PROMPT 1 = In the newsgroup post on signature verification, how long does Q need to be?

SELECTED EXTRACT =
-------------------------

If Verified = TRUE then verify INST.Time&Date is now+/-1 hour
This only requires one-way communication, and semi-synchronized clocks. For
a reference on this, it is similar to S/MIME. DSA is described several
places I like the NIST description but that's personal preference, the
SHA-512 version is not widely described, just substitute SHA-512 for SHA-1,
Q needs to be 512 bits long.
Joe
Res
Some more questions below.
"Joseph Ashwood" <ash...@msn.com> wrote in message
news:uAHWm.396$8e4...@newsfe03.iad...
> "Res" <r...@pk.com> wrote in message
> news:hgdjc3$1f4$1...@news.eternal-september.org...
>> Not a cryptography expert, so please bear with me.
>
> Not a problem.

-------------------------

PROMPT 2 = Rewrite the records, everything from the one containing "hairstyle in the photo above." down to the end of the records, as a two-column CSV with the columns request and answer. Use one row per request, put each field in quotes, and turn line breaks into spaces.

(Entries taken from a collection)
-------------------------

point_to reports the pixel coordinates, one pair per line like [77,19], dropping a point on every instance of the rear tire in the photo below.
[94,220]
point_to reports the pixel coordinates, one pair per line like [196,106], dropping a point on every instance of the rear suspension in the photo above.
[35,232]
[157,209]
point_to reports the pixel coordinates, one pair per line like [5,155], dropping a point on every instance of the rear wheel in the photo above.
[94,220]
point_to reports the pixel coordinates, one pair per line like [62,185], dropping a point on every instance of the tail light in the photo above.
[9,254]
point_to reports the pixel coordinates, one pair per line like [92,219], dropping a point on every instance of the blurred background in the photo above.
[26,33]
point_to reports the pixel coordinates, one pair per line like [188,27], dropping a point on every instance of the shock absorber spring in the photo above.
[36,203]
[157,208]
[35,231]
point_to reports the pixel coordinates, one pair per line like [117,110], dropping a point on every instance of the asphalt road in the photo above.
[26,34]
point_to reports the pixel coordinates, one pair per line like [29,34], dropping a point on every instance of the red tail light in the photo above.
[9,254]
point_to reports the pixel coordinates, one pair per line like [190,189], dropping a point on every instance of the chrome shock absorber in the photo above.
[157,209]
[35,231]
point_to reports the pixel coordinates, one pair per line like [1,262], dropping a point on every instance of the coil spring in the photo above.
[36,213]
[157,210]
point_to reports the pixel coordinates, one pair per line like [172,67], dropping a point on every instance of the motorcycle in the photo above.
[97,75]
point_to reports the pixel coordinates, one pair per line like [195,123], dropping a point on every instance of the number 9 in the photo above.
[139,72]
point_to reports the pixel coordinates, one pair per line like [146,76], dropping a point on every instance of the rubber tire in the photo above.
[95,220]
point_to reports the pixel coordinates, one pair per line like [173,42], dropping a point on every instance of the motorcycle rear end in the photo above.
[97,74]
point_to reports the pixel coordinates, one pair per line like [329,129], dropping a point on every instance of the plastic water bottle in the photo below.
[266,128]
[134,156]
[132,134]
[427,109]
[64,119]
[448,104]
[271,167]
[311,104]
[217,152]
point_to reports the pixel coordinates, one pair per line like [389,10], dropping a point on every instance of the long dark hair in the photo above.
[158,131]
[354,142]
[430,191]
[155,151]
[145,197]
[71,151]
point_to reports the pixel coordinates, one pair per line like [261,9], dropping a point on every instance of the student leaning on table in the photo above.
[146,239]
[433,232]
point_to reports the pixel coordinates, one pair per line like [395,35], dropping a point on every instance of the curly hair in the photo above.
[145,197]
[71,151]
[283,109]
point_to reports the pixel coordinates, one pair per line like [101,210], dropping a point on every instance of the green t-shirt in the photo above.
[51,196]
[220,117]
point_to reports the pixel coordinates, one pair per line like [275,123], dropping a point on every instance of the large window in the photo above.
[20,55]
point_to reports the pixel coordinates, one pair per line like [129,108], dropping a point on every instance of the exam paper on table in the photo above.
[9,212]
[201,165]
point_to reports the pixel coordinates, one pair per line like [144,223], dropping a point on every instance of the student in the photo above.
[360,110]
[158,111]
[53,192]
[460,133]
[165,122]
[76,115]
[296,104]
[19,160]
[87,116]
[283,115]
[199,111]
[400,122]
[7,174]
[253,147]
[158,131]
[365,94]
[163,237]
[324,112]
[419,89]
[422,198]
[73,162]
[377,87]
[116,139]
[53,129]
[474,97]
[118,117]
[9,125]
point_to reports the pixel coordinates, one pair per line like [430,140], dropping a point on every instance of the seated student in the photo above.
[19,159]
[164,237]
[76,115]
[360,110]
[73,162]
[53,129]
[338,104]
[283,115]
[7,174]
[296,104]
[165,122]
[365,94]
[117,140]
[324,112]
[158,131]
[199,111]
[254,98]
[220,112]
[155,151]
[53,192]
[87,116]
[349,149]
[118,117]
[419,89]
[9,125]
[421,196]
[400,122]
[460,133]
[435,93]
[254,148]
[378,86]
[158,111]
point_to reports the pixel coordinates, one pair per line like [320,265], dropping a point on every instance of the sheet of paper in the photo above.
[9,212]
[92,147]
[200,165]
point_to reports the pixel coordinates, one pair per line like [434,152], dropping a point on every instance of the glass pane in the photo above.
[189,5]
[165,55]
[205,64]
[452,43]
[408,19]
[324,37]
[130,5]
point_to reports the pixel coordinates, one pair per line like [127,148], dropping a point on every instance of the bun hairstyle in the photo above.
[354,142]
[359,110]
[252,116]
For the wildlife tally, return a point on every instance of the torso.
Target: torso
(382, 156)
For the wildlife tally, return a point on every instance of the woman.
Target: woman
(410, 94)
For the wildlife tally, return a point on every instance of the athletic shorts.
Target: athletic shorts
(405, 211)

-------------------------

FULL SOLUTION 1 = Q needs to be 512 bits long.

FULL SOLUTION 2 =
request,answer
"point_to reports the pixel coordinates, one pair per line like [127,148], dropping a point on every instance of the bun hairstyle in the photo above.","[354,142] [359,110] [252,116]"
"For the wildlife tally, return a point on every instance of the torso. Target: torso","(382, 156)"
"For the wildlife tally, return a point on every instance of the woman. Target: woman","(410, 94)"
"For the wildlife tally, return a point on every instance of the athletic shorts. Target: athletic shorts","(405, 211)"